• [Required task]: Find each line in the entries below that contains the string "wooden", matching case, and copy those lines out.

____ Provided records

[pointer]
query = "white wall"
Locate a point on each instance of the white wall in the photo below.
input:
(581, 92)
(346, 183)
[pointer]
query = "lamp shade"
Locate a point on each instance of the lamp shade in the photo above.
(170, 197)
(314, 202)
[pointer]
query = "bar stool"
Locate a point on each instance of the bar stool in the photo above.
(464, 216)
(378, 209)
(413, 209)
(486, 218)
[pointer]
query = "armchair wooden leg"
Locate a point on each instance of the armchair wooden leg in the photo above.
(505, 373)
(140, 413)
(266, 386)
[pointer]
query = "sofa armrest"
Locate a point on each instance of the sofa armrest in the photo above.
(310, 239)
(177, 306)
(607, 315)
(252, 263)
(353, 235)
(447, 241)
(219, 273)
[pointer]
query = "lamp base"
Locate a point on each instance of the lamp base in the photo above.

________

• [Output]:
query = "armchair wooden leg"
Locate a point on each instance of the armchair wooden leg in the photo above.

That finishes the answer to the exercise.